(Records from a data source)
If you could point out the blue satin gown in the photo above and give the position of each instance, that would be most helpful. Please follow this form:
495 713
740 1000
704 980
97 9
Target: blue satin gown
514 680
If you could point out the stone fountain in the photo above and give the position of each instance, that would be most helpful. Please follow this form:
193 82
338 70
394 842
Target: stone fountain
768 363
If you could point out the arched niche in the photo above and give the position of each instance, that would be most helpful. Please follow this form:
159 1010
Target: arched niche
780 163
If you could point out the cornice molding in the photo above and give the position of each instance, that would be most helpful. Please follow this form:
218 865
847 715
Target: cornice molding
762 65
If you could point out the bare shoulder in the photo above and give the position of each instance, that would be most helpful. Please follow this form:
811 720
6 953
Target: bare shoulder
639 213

## Work instruction
Please reproduce all of the records exactly as they stand.

## Exercise response
If you could point out the blue satin gown in the photo above and give the position of each instance, that would be most helpful. Please follow this form:
495 713
740 1000
704 980
97 9
Target: blue satin gown
514 680
If you could point out the stone fountain in the photo above and give the position of each instance, that would be most helpful. Please follow this form:
193 82
338 70
394 842
Target: stone fountain
768 363
If you could point out the arched niche in the photo above and give the position of each instance, that would be most helpful. Please follow this form:
159 1010
Target: arched niche
780 163
If you could point out the cornice molding in the photo above and give the position of each instance, that would be most helpful. Please follow this form:
218 865
847 715
Target: cornice molding
762 65
If you could point out the bare shoulder in the photo above and give the position of each instance, that would be most helpful. Please follow this form:
811 720
6 953
Target: bare shoulder
639 213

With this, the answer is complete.